**Challenge:** Restate the complete material exactly.

**Records for processing:**
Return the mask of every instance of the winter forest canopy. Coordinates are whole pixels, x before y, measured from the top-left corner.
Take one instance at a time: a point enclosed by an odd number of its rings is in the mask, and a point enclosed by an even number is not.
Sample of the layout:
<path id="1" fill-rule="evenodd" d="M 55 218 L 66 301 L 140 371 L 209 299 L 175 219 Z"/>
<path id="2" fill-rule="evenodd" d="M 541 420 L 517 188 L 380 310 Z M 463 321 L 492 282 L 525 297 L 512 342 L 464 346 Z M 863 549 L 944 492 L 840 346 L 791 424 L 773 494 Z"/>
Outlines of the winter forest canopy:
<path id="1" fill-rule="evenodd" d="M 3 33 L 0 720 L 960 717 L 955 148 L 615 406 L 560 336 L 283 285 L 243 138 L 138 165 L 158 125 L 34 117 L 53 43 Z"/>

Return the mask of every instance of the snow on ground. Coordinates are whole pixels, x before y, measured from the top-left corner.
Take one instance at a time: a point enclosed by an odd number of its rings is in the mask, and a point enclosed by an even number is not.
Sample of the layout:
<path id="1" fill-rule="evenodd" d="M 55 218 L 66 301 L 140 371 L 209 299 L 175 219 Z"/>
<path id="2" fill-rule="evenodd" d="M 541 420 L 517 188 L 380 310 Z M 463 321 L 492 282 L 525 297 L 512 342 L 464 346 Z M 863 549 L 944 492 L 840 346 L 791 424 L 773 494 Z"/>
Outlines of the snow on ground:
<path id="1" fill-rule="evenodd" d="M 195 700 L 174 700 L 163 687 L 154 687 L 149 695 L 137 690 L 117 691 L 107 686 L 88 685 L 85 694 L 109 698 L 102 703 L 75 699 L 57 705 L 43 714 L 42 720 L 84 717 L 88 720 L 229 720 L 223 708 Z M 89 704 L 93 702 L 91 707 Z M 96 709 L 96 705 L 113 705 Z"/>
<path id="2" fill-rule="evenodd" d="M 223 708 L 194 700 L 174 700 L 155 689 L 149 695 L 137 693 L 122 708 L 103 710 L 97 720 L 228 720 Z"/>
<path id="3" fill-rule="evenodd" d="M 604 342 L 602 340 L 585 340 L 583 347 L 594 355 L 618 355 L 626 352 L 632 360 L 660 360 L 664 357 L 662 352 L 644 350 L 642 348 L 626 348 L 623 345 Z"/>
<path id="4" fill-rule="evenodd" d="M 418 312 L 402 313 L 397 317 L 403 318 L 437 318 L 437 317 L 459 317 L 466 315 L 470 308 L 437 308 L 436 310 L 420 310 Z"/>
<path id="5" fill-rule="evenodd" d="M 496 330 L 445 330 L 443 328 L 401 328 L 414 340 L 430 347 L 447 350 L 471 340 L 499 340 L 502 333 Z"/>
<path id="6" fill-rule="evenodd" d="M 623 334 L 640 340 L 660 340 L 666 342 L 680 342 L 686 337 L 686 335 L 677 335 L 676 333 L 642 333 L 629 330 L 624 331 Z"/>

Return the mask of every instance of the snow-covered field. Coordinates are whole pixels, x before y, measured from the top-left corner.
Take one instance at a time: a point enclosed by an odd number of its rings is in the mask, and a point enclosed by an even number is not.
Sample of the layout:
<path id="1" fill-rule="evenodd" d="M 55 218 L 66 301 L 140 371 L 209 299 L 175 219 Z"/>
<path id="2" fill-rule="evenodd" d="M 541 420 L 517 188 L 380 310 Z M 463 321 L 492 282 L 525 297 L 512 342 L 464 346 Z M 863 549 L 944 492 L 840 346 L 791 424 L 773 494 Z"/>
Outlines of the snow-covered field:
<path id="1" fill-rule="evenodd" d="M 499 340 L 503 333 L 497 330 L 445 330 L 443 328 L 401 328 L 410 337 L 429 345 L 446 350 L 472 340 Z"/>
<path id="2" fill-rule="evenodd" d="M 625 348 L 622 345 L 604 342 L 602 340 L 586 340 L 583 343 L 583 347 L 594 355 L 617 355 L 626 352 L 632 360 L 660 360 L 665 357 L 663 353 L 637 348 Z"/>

**Full output:**
Return the mask of every instance of the winter forest canopy. Coordinates are whole pixels, x before y, measured from the top-left corner.
Take one instance at a time: a point enclosed by an odd number of its rings is in the mask, and a point enclosed by an even number is not.
Sample of the layout:
<path id="1" fill-rule="evenodd" d="M 55 218 L 66 301 L 140 371 L 209 299 L 175 219 Z"/>
<path id="2" fill-rule="evenodd" d="M 541 420 L 517 188 L 380 310 Z M 463 321 L 492 282 L 525 297 L 512 342 L 464 346 Z M 863 549 L 944 492 L 840 346 L 791 424 L 773 494 Z"/>
Outlines of the winter forest canopy:
<path id="1" fill-rule="evenodd" d="M 3 33 L 0 720 L 960 717 L 955 148 L 615 406 L 560 336 L 283 285 L 243 138 L 138 165 L 158 125 L 34 117 L 53 43 Z"/>

Return the mask of every instance of the snow on ground. Coordinates are whole pixels, x before y, measured from the top-left corner.
Take one instance at a time: a point enclosed by an odd number of its rings is in the mask, and a point enclosed by an even number is not.
Sample of the layout:
<path id="1" fill-rule="evenodd" d="M 55 218 L 66 301 L 140 371 L 209 299 L 175 219 Z"/>
<path id="2" fill-rule="evenodd" d="M 541 420 L 517 188 L 380 310 Z M 463 321 L 492 282 L 525 297 L 512 342 L 464 346 Z M 863 549 L 944 492 L 840 346 L 791 424 L 773 494 Z"/>
Outlines of the snow on ground:
<path id="1" fill-rule="evenodd" d="M 195 700 L 174 700 L 163 687 L 154 687 L 149 695 L 137 690 L 117 691 L 107 686 L 88 685 L 85 694 L 109 698 L 102 703 L 75 699 L 57 705 L 43 714 L 42 720 L 84 717 L 88 720 L 229 720 L 223 708 Z M 89 704 L 93 702 L 91 707 Z M 96 709 L 96 705 L 113 705 Z"/>
<path id="2" fill-rule="evenodd" d="M 223 708 L 194 700 L 174 700 L 155 689 L 149 695 L 137 693 L 122 708 L 103 710 L 97 720 L 228 720 Z"/>
<path id="3" fill-rule="evenodd" d="M 604 342 L 602 340 L 585 340 L 583 347 L 594 355 L 618 355 L 626 352 L 632 360 L 660 360 L 664 357 L 662 352 L 644 350 L 642 348 L 626 348 L 623 345 Z"/>
<path id="4" fill-rule="evenodd" d="M 418 312 L 402 313 L 397 317 L 403 318 L 437 318 L 437 317 L 459 317 L 466 315 L 470 308 L 437 308 L 436 310 L 420 310 Z"/>
<path id="5" fill-rule="evenodd" d="M 496 330 L 445 330 L 443 328 L 401 328 L 414 340 L 430 347 L 447 350 L 471 340 L 499 340 L 502 333 Z"/>
<path id="6" fill-rule="evenodd" d="M 623 334 L 640 340 L 660 340 L 666 342 L 680 342 L 686 337 L 686 335 L 677 335 L 676 333 L 642 333 L 629 330 L 624 331 Z"/>

Return the mask of every instance of the snow-covered field. Coordinates are whole pixels, x before y, measured from the top-left corner.
Take one instance at a time: a point enclosed by an odd number of its rings is in the mask, and a point enclosed by an even number is not.
Sample of the layout:
<path id="1" fill-rule="evenodd" d="M 55 218 L 66 301 L 140 371 L 209 299 L 175 219 Z"/>
<path id="2" fill-rule="evenodd" d="M 541 420 L 517 188 L 380 310 Z M 463 321 L 492 282 L 525 297 L 512 342 L 464 346 Z M 863 549 L 944 492 L 840 346 L 791 424 L 773 494 Z"/>
Outlines of the snow-covered field:
<path id="1" fill-rule="evenodd" d="M 499 340 L 503 333 L 497 330 L 445 330 L 443 328 L 401 328 L 410 337 L 429 345 L 446 350 L 472 340 Z"/>
<path id="2" fill-rule="evenodd" d="M 625 348 L 622 345 L 604 342 L 602 340 L 586 340 L 583 343 L 583 347 L 594 355 L 617 355 L 626 352 L 632 360 L 660 360 L 665 357 L 663 353 L 637 348 Z"/>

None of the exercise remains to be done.